** START Record list **

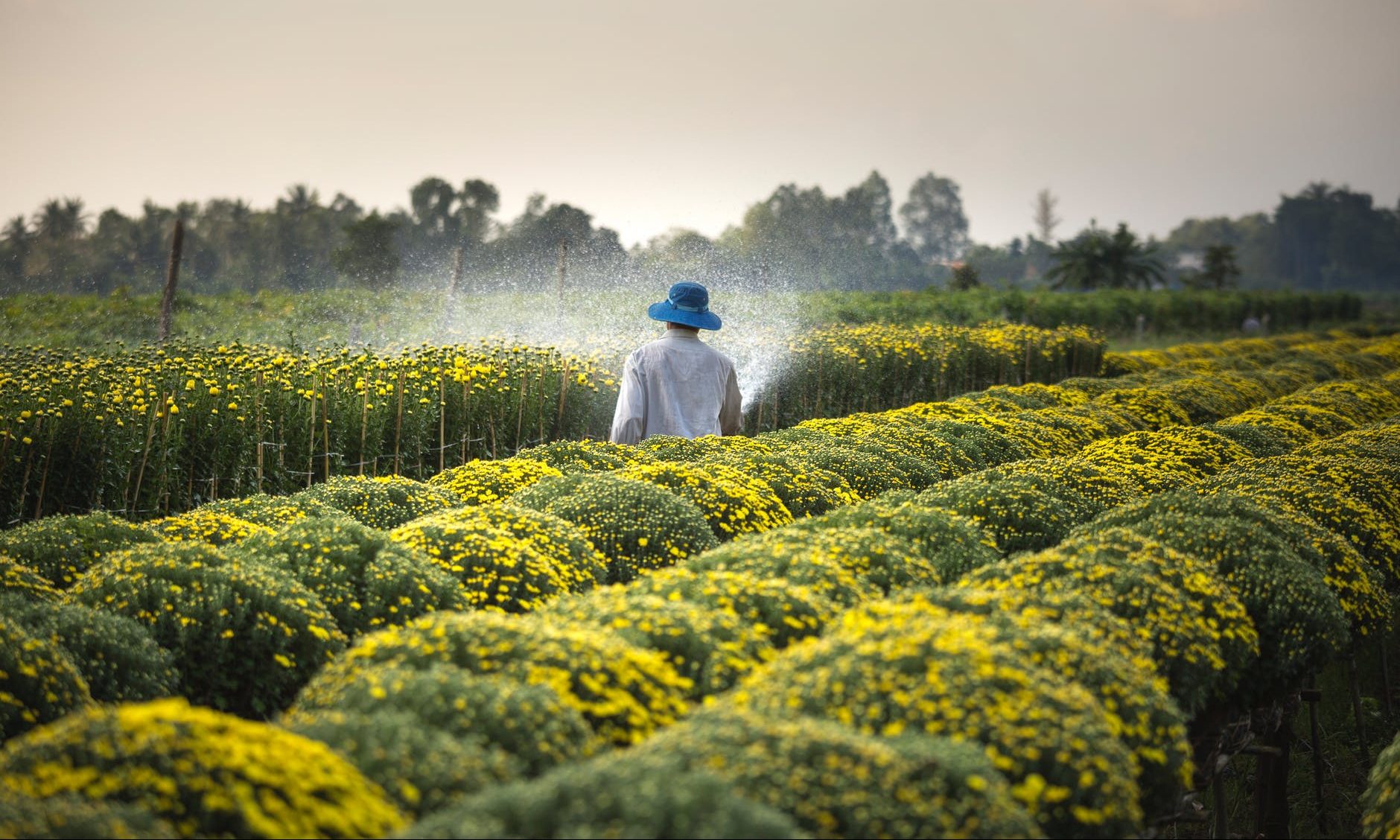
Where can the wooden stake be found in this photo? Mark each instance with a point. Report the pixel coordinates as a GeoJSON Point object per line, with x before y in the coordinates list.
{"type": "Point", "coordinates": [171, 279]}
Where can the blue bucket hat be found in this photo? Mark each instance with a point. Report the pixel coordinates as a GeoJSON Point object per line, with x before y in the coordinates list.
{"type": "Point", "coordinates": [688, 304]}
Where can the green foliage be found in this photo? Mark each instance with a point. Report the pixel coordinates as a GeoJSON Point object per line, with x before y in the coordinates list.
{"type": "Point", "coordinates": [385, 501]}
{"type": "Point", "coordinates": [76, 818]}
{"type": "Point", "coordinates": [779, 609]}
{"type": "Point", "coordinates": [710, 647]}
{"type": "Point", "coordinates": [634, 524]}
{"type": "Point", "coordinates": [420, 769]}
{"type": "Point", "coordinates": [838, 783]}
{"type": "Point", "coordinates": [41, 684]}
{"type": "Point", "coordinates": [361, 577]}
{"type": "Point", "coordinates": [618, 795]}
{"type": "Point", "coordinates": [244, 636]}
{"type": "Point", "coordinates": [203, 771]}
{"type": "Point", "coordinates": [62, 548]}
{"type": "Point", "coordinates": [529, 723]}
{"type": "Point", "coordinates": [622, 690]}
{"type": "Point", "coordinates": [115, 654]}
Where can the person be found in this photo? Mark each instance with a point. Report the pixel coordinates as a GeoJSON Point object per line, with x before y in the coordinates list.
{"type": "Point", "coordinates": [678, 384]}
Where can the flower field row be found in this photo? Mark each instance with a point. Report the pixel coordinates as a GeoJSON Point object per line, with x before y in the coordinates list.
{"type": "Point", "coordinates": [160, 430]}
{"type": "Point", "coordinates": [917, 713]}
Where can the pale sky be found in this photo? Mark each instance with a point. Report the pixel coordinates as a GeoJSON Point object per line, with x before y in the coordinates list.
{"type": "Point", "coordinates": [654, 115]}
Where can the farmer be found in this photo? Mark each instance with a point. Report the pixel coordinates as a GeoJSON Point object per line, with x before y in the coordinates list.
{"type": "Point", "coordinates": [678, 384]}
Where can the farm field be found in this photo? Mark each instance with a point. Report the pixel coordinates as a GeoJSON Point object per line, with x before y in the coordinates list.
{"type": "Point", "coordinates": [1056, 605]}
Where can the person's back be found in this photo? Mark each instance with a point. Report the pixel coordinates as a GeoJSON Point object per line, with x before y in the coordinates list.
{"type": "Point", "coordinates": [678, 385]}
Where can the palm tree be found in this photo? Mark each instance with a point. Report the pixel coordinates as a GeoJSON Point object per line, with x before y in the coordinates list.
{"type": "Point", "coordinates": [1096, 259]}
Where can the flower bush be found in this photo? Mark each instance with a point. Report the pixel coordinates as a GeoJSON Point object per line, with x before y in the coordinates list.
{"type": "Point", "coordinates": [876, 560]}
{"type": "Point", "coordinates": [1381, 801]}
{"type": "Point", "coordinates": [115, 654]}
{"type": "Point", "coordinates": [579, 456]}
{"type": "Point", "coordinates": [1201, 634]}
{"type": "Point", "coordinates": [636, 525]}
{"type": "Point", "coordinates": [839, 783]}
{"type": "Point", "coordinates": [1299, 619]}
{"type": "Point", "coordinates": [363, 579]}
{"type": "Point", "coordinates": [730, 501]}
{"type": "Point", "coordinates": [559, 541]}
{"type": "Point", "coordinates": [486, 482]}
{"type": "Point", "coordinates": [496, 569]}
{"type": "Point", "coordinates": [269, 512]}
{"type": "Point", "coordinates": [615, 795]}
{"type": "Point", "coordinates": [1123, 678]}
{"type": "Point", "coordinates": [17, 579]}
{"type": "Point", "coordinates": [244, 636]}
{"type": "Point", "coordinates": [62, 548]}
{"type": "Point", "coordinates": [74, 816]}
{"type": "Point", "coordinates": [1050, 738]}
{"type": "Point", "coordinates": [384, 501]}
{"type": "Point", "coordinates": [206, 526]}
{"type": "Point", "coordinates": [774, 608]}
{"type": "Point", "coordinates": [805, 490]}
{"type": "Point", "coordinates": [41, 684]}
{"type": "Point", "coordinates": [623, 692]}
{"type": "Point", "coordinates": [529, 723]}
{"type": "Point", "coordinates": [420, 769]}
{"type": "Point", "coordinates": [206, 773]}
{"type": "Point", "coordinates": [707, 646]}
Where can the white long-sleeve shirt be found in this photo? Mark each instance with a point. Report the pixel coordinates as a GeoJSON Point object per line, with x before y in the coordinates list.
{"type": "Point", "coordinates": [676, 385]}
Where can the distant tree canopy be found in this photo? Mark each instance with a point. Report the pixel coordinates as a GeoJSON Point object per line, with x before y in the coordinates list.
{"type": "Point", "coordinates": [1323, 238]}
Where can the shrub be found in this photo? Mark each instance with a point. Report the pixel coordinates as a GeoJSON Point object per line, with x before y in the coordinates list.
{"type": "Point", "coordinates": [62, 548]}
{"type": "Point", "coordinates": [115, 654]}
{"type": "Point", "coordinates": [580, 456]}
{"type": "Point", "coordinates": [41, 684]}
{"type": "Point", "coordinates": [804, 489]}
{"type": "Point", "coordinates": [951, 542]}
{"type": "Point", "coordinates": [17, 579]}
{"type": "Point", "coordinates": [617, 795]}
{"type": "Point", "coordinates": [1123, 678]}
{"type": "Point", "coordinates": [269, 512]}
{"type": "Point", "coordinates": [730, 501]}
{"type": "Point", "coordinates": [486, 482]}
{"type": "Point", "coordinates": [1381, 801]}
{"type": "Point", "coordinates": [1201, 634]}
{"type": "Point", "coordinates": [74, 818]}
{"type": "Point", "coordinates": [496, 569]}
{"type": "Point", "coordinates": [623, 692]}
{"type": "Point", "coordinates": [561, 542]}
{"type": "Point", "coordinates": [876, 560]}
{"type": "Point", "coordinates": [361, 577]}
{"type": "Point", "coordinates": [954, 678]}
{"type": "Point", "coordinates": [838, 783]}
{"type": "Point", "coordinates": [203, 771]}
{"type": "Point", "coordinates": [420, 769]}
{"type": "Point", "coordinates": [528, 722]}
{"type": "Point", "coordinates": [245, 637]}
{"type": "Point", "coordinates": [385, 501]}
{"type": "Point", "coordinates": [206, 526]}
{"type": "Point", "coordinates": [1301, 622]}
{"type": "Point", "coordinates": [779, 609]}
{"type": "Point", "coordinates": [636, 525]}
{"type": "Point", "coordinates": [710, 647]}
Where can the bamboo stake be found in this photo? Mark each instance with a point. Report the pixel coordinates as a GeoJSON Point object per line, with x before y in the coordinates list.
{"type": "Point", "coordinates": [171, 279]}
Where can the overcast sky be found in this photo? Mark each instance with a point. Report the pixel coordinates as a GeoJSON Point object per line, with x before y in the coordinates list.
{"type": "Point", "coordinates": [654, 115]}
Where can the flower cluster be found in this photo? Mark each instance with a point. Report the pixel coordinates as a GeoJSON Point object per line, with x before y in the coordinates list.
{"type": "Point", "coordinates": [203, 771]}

** END Record list **
** START Record list **

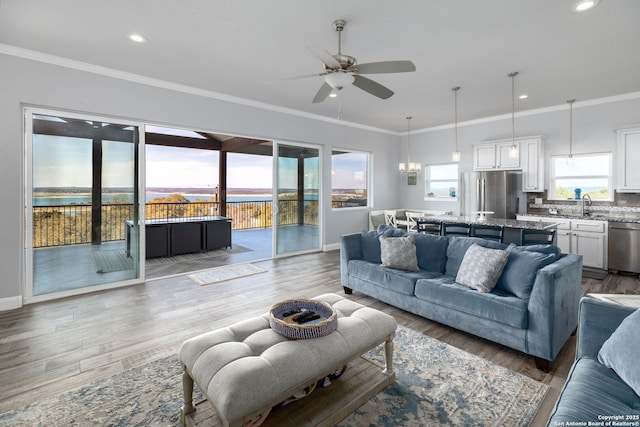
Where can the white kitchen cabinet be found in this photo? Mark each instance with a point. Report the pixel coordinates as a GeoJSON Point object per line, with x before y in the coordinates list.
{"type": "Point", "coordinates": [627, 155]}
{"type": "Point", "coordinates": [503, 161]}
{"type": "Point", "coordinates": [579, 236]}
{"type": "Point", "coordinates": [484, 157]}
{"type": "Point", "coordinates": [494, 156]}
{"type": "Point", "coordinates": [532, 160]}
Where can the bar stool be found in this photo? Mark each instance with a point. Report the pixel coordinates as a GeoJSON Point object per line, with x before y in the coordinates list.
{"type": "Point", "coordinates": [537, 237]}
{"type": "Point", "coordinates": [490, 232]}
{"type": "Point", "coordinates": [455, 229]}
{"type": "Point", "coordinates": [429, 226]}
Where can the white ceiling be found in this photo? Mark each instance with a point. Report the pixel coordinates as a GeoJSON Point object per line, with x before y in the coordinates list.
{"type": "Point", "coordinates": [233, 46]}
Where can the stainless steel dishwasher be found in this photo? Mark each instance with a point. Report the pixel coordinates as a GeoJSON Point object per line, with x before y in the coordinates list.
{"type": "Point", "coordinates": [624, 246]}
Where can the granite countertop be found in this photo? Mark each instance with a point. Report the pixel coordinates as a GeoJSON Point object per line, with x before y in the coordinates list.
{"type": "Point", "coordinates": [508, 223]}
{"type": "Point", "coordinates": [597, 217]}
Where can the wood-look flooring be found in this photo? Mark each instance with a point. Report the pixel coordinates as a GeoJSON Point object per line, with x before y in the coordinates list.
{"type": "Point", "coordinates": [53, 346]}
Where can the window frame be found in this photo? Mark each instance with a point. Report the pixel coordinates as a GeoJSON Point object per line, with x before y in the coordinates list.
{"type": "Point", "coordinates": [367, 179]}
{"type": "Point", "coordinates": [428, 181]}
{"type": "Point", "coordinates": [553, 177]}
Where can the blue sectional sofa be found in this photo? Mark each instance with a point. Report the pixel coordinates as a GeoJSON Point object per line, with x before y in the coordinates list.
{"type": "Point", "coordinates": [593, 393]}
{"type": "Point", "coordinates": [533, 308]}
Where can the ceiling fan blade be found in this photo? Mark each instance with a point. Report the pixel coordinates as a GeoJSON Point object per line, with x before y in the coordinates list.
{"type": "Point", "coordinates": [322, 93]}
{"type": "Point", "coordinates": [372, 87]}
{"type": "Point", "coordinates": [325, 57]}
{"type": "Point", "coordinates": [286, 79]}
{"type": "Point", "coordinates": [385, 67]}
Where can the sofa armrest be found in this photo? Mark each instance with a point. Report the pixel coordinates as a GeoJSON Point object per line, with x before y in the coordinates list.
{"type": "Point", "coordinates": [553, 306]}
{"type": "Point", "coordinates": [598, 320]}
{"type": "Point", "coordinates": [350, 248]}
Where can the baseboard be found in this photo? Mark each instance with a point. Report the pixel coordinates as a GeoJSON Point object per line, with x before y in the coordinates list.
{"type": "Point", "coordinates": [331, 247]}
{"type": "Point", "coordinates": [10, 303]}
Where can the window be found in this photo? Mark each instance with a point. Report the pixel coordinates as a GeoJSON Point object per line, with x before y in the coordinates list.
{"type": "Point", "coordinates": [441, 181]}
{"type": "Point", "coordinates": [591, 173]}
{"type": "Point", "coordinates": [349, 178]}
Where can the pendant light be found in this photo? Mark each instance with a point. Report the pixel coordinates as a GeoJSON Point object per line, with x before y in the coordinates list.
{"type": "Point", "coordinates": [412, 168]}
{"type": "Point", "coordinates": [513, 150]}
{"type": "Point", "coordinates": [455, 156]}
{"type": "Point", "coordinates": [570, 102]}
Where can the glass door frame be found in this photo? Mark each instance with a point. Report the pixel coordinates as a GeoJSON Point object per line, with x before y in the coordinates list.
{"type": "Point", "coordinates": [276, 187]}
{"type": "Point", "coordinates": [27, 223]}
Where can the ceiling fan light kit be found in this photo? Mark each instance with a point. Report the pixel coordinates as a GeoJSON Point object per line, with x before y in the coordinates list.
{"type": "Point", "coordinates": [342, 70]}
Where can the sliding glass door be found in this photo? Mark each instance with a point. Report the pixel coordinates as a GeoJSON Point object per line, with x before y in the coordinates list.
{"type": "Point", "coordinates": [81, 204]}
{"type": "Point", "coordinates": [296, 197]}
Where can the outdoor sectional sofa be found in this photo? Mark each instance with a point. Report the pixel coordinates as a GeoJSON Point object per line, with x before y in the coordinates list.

** END Record list **

Set task: Extract from the items above every line that contains the string "blue", matching case exactly.

Result for this task:
Where can the blue bucket hat be found in this photo? Mark each instance with a point. Report the pixel coordinates as a GeoJSON Point object per line, with x before y in the coordinates list.
Where can the blue sectional sofa be found in this photo? Mark each instance with a point. Report the pixel coordinates as a GeoJSON Point object per line, with x before y in the coordinates list.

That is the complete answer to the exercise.